PAGE TEXT
============

Kondo and Uchiyama are among the leadership members of the North American Japanese Garden Association (NAJGA), an organization newly formed for the purpose of networking public Japanese Gardens in North America. Kondo also is a member of the Japan America Society of Denver.

NAJGA holds its Connections conference in Denver this weekend (October 2012) with a full slate of workshops at the Denver Botanic Gardens. Also on the program is the premiere of David Slawson’s new film “Evoking Native Landscape Using Japanese Garden Principles” at the Sheraton Downtown on Friday evening. For further information, contact NAJGA at http://www.najga.org

Please feel free to comment on your experience with Denver Botanic Gardens and Sho-fu-en in the comment box below.

Other exhibits at Denver Botanic Gardens:

In addition to the Japanese garden, there are displays in other parts of the botanic garden grounds.

bonsai show

The bonsai club continues to hold juried shows and sales at Denver Botanic Gardens. This one was held Father’s Day weekend 2012.

Kizuna — West Meets East, a series of site specific bamboo installations by Tetsunori Kawana from Japan and Stephen Talasnik from America, continues through November 4.

============

Records from a dataset
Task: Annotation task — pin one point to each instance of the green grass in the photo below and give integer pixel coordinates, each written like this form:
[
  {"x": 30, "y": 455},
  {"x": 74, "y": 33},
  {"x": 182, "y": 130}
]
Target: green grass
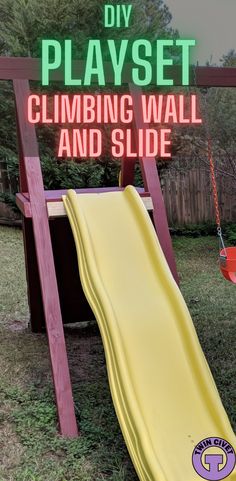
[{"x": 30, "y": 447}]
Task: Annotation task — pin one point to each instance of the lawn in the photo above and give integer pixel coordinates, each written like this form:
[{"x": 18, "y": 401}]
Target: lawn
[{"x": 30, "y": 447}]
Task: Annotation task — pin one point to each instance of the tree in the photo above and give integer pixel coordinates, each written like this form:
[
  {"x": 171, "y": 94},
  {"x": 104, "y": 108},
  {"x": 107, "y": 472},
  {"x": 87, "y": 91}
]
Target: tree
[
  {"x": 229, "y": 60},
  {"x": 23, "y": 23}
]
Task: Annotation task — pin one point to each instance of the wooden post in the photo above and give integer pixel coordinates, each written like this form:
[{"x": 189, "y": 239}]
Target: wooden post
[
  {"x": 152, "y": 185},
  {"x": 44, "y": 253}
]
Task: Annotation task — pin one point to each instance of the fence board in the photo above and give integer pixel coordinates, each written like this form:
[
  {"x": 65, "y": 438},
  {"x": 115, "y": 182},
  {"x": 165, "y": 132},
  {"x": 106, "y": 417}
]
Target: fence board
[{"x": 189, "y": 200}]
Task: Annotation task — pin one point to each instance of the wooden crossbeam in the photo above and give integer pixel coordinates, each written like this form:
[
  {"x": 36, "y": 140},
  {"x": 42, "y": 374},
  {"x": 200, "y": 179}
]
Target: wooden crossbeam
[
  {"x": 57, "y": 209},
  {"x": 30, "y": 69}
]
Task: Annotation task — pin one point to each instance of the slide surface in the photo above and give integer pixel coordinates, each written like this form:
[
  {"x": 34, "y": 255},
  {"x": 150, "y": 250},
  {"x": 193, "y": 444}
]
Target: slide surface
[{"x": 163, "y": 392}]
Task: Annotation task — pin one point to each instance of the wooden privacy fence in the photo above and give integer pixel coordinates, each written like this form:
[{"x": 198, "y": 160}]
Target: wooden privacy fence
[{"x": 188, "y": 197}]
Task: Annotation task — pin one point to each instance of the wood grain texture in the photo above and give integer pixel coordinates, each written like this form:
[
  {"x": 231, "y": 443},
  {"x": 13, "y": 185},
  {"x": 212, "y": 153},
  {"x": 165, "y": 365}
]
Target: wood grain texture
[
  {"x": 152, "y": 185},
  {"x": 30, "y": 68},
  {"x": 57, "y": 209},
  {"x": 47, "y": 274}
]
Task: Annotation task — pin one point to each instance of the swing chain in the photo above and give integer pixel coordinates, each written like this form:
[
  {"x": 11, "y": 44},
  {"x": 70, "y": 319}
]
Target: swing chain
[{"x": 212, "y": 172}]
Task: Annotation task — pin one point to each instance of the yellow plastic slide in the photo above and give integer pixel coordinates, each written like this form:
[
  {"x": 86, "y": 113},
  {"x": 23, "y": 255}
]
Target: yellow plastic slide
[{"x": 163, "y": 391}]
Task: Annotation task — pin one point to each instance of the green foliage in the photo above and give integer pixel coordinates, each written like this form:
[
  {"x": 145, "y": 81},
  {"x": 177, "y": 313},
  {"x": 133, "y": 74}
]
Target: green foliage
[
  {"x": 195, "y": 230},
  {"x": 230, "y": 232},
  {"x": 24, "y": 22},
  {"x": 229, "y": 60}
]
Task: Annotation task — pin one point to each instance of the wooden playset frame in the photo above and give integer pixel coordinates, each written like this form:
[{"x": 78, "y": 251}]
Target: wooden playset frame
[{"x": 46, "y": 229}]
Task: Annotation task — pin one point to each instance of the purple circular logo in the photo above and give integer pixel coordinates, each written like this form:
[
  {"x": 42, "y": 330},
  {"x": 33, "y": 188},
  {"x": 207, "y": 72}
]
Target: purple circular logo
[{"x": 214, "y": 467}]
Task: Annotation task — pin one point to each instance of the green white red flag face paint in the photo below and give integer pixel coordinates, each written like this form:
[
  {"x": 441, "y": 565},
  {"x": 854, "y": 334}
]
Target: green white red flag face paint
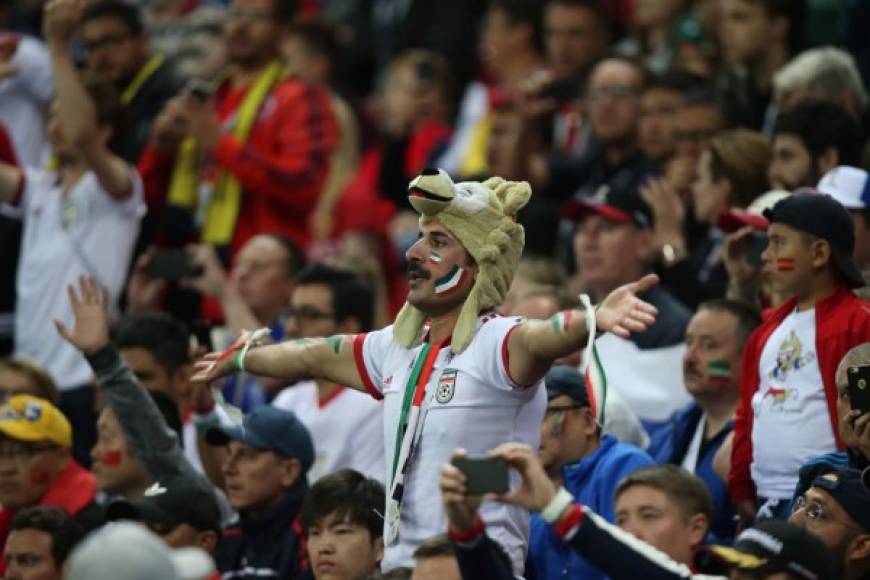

============

SHORT PROBLEM
Output the passage of the Denver Botanic Gardens text word for word, starting at "bonsai show" and ending at "through November 4.".

FINAL RESULT
bonsai show

The bonsai club continues to hold juried shows and sales at Denver Botanic Gardens. This one was held Father’s Day weekend 2012.

Kizuna — West Meets East, a series of site specific bamboo installations by Tetsunori Kawana from Japan and Stephen Talasnik from America, continues through November 4.